─── PAGE

Wednesday 15 September 2021

Deacon Blue: "Real Gone Kid"


"Scottish popstrels Deacon Blue are a bit of a mystery. They've had one medium-sized hit with "Dignity", a minor one with "Chocolate Girl" and now they're about to have a huge one with this."
— Graeme Kay

In the early part of 1988, Ricky Ross, singer, chief songwriter and leader of Glasgow's Deacon Blue, was just getting to work on his band's second album when he went to a record company meeting. Just two songs — "Real Gone Kid" and "The World Is Lit by Lightning" — had been completed but things already looked promising for a group that had enjoyed critical acclaim a year earlier for their debut album Raintown but had little in the way financially to show for it. An A&R rep for label CBS enthused that the struggling group had at least one big hit forthcoming. "I was quizzical", Ross would later claim, "which one? I had no idea".

Ross must have had poor commercial instincts since it's easy to see which of the two was the potential hit. While I wouldn't go so far as to say that the (sort of) "title track reaches for the skies and falls flat", it certainly isn't an especially notable song and wouldn't have been good enough for Raintown. "The World Is Lit by Lightning" has its place on second album When the World Knows Your Name (as you will no doubt see, it isn't the title track at all but it does contain the line "when the world, when the world, when the world knows your name" repeated several times so I suppose it qualifies) as respectable filler but there's not much to recommend it beyond Lorraine McIntosh's angelic backing vocals.

The hit that both a record company flunky and Smash Hits scribe Graeme Kay foresaw, however, was everything that those admittedly top notch 45's from Raintown — the classic "Dignity", "Loaded", "When Will You (Make My Telephone Ring)", "Chocolate Girl" — could only dream of being: it grabbed the listener's attention. If you already happen to be paying attention, then it does so effortlessly; if you happen to be daydreaming or thinking of something else, it still hooks you in via involuntary toe-tapping or singing along without you even noticing it. You may not swoon the way I do whenever I put it on but that's okay.

──────

TASKS TO COMPLETE:
1. Update the Deacon Blue post from "Ross must have" to "angelic backing vocals.", replacing "angelic" with "ethereal".
2. According to the Deacon Blue post, which record label employed the A&R representative who predicted that the group had at least one big hit forthcoming?

─── DATA SEGMENT

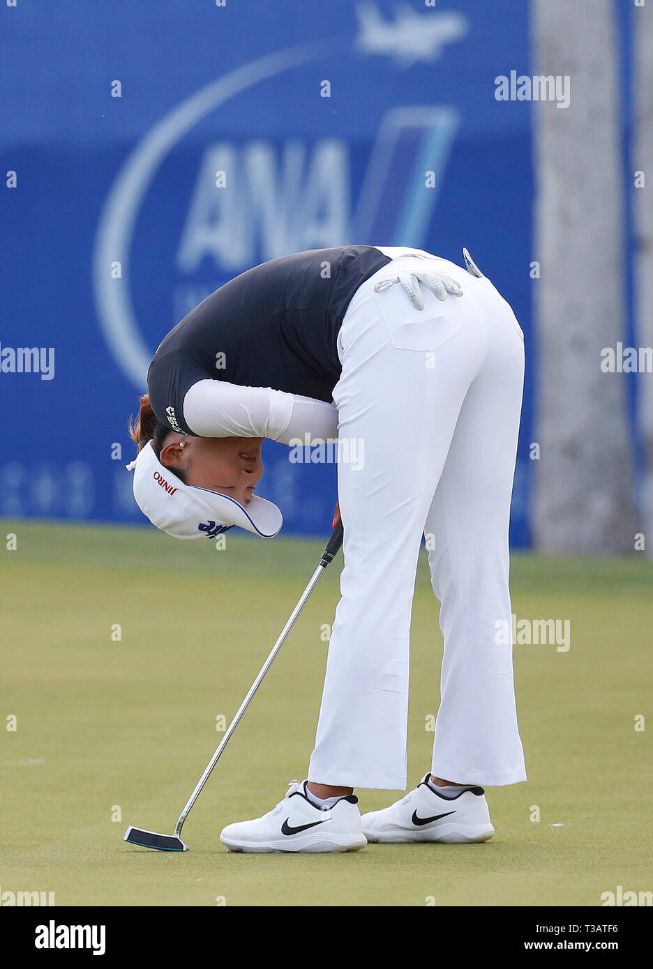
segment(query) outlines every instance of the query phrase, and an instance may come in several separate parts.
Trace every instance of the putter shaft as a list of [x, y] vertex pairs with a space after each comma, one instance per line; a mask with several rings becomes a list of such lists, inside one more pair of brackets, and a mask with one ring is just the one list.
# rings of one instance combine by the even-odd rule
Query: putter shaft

──────

RESPONSES BY TASK:
1.
Ross must have had poor commercial instincts since it's easy to see which of the two was the potential hit. While I wouldn't go so far as to say that the (sort of) "title track reaches for the skies and falls flat", it certainly isn't an especially notable song and wouldn't have been good enough for Raintown. "The World Is Lit by Lightning" has its place on second album When the World Knows Your Name (as you will no doubt see, it isn't the title track at all but it does contain the line "when the world, when the world, when the world knows your name" repeated several times so I suppose it qualifies) as respectable filler but there's not much to recommend it beyond Lorraine McIntosh's ethereal backing vocals.

2. CBS